Point labeling examples
** Begin **

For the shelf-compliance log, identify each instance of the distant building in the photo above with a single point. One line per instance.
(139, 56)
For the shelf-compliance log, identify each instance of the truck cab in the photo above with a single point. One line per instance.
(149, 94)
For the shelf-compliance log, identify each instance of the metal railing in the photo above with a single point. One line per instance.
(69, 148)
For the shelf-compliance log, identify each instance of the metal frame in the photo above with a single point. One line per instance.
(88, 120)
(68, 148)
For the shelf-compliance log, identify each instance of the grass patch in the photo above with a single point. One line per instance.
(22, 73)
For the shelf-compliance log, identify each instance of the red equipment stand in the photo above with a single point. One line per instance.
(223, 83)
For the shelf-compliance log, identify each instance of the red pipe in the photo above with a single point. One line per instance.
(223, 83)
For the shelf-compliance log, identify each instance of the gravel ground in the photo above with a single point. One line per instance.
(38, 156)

** End **

Write out all of the rows above without changing a single character, keeping each one on its own line.

▶ _Answer for this exercise_
For the shelf-compliance log, identify each instance of the distant building in the photo above with a single point. One line per instance.
(139, 56)
For the shelf-compliance log, identify each instance of the truck cab in the photo above with a single point. One line per instance.
(149, 94)
For the shelf-compliance log, identify each instance of the metal railing in the photo above with a single point. One line per instance.
(69, 148)
For the shelf-compliance log, identify each instance of the metal frame in the photo above with a single point. One line per instance.
(88, 120)
(68, 148)
For the shelf-compliance log, identify each instance of the grass patch in the photo above with a single point. One line per instance.
(22, 73)
For the shelf-compliance log, identify each instance of the red equipment stand in the photo above with a single point. One line per instance.
(223, 83)
For the shelf-compliance log, identify each instance of the red pipe in the photo above with a single point. One line per instance.
(223, 83)
For the shelf-compliance log, identify each instance of the gravel ground in the photo above with a single point. One line per instance.
(38, 156)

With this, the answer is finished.